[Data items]

-------

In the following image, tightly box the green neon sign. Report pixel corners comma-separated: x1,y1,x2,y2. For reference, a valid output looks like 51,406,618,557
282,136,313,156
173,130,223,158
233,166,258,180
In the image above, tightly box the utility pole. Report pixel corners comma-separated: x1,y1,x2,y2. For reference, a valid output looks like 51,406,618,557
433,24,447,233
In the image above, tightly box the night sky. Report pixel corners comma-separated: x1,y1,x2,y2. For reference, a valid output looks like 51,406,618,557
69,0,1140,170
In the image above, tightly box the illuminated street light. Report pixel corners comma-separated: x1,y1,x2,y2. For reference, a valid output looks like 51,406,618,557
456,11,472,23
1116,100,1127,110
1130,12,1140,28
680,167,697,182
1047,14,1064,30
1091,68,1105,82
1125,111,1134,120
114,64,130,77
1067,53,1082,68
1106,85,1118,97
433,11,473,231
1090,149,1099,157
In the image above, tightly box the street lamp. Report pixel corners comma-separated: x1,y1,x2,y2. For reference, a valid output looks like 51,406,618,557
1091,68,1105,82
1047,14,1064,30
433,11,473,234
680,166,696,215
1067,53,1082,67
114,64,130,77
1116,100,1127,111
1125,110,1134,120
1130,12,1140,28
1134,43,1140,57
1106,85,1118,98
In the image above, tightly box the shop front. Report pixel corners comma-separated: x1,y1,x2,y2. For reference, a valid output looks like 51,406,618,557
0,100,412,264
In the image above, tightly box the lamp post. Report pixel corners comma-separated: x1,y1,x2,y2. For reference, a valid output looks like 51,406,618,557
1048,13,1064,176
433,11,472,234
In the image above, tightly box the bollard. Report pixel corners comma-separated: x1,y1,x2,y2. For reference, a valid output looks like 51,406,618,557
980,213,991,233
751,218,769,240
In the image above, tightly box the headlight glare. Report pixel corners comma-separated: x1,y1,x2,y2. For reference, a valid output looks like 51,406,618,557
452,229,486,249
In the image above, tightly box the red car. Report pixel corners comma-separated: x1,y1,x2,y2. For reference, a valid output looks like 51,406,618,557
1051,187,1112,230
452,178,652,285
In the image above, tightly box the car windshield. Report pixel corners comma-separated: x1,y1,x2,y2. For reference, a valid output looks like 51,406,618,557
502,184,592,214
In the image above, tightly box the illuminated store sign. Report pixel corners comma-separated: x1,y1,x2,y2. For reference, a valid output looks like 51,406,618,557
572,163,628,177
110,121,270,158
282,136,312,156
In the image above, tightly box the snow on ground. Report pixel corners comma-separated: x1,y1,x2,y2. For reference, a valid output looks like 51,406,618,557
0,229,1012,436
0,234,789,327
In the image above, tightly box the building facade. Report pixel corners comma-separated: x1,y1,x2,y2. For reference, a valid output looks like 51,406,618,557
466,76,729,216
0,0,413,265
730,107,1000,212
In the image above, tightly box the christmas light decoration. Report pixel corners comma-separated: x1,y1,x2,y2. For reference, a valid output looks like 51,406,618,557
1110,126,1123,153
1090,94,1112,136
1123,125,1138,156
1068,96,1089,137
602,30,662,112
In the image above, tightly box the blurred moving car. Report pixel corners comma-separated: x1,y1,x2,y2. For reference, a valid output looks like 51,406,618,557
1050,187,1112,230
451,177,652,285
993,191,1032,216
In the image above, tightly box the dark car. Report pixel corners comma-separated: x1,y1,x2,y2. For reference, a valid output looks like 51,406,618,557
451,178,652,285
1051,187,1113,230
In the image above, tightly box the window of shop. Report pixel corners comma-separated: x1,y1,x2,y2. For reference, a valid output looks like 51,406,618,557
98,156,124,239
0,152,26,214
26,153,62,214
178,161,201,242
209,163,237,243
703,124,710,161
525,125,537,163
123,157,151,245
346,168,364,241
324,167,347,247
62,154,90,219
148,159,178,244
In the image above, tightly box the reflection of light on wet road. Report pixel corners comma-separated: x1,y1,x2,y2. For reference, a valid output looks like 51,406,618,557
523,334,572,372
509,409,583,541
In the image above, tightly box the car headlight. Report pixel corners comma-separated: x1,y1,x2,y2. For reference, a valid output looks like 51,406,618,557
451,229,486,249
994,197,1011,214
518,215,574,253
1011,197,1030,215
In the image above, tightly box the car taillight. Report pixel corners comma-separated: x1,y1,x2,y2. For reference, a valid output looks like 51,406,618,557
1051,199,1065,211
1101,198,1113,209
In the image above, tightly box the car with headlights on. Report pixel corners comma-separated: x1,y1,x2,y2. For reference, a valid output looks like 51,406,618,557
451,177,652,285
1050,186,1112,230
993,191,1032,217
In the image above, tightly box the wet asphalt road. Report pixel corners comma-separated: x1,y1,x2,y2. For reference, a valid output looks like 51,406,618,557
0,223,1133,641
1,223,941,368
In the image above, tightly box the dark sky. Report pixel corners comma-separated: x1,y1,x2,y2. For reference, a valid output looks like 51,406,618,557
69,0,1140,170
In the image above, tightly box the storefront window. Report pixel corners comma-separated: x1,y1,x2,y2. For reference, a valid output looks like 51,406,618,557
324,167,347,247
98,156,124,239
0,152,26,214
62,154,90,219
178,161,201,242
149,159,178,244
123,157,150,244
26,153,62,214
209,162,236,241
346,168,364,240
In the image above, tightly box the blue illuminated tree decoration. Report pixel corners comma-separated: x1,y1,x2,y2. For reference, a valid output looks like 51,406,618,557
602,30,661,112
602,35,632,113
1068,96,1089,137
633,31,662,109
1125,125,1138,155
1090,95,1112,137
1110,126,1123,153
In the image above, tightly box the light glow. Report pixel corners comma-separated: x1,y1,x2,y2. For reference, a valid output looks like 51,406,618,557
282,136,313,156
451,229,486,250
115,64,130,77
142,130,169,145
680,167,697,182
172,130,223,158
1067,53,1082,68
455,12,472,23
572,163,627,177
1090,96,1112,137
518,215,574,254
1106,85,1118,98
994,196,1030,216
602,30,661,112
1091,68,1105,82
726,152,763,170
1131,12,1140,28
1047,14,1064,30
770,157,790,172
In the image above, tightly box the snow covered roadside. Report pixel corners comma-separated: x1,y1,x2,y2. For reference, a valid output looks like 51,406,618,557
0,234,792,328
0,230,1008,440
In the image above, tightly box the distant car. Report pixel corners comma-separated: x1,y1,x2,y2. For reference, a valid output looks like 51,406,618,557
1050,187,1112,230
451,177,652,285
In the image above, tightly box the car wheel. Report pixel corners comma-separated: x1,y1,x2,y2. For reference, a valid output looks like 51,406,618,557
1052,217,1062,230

-------

Copy the lines above, please. Keep them exact.

* TASK ANSWER *
In the following image, tightly box the green neon sign. Report pixel corners comma-separated: x1,y1,x2,y2. For reference, a valid output looks like 51,406,618,557
282,136,313,156
173,130,223,158
233,166,258,180
In the image above, tightly box the utility pole. Report pixel corners comma-separated: x1,y1,x2,y2. For reference, a valid output looks like 51,406,618,557
433,24,447,233
In the image above, tightly box the night sky. Report pixel corners comma-separated: x1,y1,x2,y2. For reference, a valid output looks like 51,406,618,557
69,0,1140,170
In the image above, tightly box the illuminated street light. Report pixel corners comma-separated: x1,y1,x2,y2. For reference, a valid output looks like 51,406,618,557
456,11,472,23
1116,100,1127,110
1130,12,1140,28
680,167,697,182
1047,14,1064,30
1091,68,1105,82
1125,111,1134,120
114,64,130,77
1067,53,1082,68
1106,85,1118,97
433,11,473,231
1090,149,1099,157
In the image above, tightly box the street lamp. Report pixel corners comma-separated: x1,y1,x2,y2. For reference, a valid output looks like 51,406,618,557
1091,68,1105,82
1047,14,1064,30
433,11,473,234
680,166,696,215
1067,53,1082,67
114,64,130,77
1116,100,1127,111
1125,110,1134,120
1130,12,1140,28
1134,43,1140,57
1106,85,1118,98
In the image above, tightly box the shop front. Report pixel corners comma-separated: x1,y1,x2,y2. For reference, a valid output looks like 51,406,618,557
0,100,412,264
In the image above, tightly box the lamp post. Report pixel corners comma-separated: x1,y1,x2,y2. For reference, a valid output looks like 51,406,618,557
1048,13,1064,176
433,11,472,234
In the image above, tightly box the bollard. Report pixel corners comma-separated: x1,y1,x2,y2. For reference, a valid output looks like 51,406,618,557
980,213,991,233
751,218,769,240
In the image above, tightly box the headlight glare. Report pixel corners comma-separated: x1,y1,x2,y2. For reference, a valid output looks like 51,406,618,557
452,229,486,249
In the image above, tightly box the red car. Report pixel corners comma-separated: x1,y1,x2,y2. For reference, a valid output looks like 51,406,618,557
1051,187,1112,230
452,178,652,285
In the image above, tightly box the car windshield. Report pixel corners comma-separated: x1,y1,x2,y2. For reference, a valid output looks like 51,406,618,557
502,184,592,214
In the image above, tightly box the illuminated store sign. Report pixel corners comma-separated: x1,y1,x2,y2. For reference, a valid output looks like 51,406,618,557
572,163,628,177
110,121,270,158
282,136,312,156
In the image above, tightly box the snow on ground. Report pixel corners comma-separated: x1,y1,x2,y2. For reference, a valid output looks like 51,406,618,557
0,229,1012,436
0,234,789,327
In the image above, tightly box the building facade. Report pixel corners comma-separated: x1,y1,x2,y2. For reference, a valid output looks like 51,406,618,557
466,76,729,216
0,0,413,265
730,107,1000,212
In the image above, tightly box the christmas light decoration. Report pixel corners comma-separated: x1,y1,x2,y2. For reference, a valid output looks like 51,406,618,557
1110,126,1123,153
1090,94,1112,136
1123,125,1138,156
1068,96,1089,137
602,30,662,112
In the image above, tightly box the blurred moving car. Report pixel corners comma-separated: x1,y1,x2,y2. For reference, a valid output looks like 51,406,618,557
1050,187,1112,230
451,177,652,285
993,191,1032,216
In the image above, tightly box the dark car. Report pixel corners comma-separated: x1,y1,x2,y2. For reference, a valid output looks like 51,406,618,557
451,178,652,285
1051,187,1113,230
In the image above, tightly box the window of shop. Report pixel corners comma-separated: x1,y1,x2,y2. For reference, a valid output looks like 51,406,618,557
98,156,124,239
0,152,26,214
26,153,62,214
178,161,201,242
209,163,237,243
703,124,710,161
525,125,537,163
123,157,151,245
346,168,364,241
324,167,347,247
62,154,90,219
148,159,178,244
In the image above, tightly box the reflection of light on wet road. Report pixel corners comma-separated: x1,y1,x2,y2. For reference, a valid output looks like 51,406,618,557
523,334,572,372
509,409,583,541
In the image above, tightly box the car headlight. Report pixel corners comma-separated: x1,y1,x2,y2. For reference, a valid output looks like 51,406,618,557
451,229,486,249
994,197,1011,214
518,215,574,253
1011,197,1030,215
In the image above, tightly box the car taillight. Report pixel corners comma-separated: x1,y1,x2,y2. For reference, a valid output looks like 51,406,618,557
1051,199,1065,211
1101,198,1113,209
In the image above, tightly box the car with headlights on. Report pixel corners comma-separated: x1,y1,x2,y2. For reference, a valid output looks like 51,406,618,557
451,177,652,285
1050,186,1112,230
993,191,1032,217
In the image above, tightly box the wet asphalt road. Report pixel corners comma-separated: x1,y1,x2,y2. For reference, a valid output looks like 51,406,618,557
0,223,1133,641
1,223,941,368
In the image above, tightly box the dark sky. Report pixel corners comma-separated: x1,y1,x2,y2. For reference, a valid output looks like 51,406,618,557
69,0,1140,170
In the image above, tightly box the storefront window. Report pixel corners comma-separated: x1,y1,x2,y2. For reference, a valid output looks like 51,406,618,557
324,167,347,247
98,156,124,239
0,152,26,214
62,154,90,219
178,161,201,242
149,159,178,244
123,157,150,244
26,153,62,214
209,162,236,241
346,168,364,240
In the image above, tightly box the blue illuminated tree decoration. Report pixel corners comma-separated: x1,y1,x2,y2. For reference, a valid output looks like 51,406,618,557
602,30,661,112
602,35,632,113
1068,96,1089,137
633,31,662,109
1125,125,1138,155
1090,95,1112,137
1110,126,1123,153
In the image above, tightly box the light glow. Report pixel corners comma-separated: x1,y1,x2,y2. For reference, a valid output looks like 51,406,618,557
282,136,313,156
451,229,486,250
115,64,130,77
142,130,169,145
680,167,697,182
172,130,223,158
1067,53,1082,68
455,12,472,23
572,163,627,177
1090,96,1112,137
518,215,574,254
1106,85,1118,98
994,196,1030,216
602,30,661,112
1091,68,1105,82
726,152,763,170
1131,12,1140,28
1047,14,1064,30
770,157,790,172
In the image above, tightly box the snow covered roadside. Report pixel corners comma-separated: x1,y1,x2,y2. For reference, a valid output looks like 51,406,618,557
0,234,792,328
0,230,1008,440
In the image above, tightly box the distant car. Report pixel corners comma-separated: x1,y1,x2,y2. For reference, a valid output looks like 51,406,618,557
1050,187,1112,230
451,177,652,285
In the image above, tightly box the car wheel. Report pixel corners comma-separated: x1,y1,x2,y2. For reference, a valid output looks like 51,406,618,557
1052,217,1062,230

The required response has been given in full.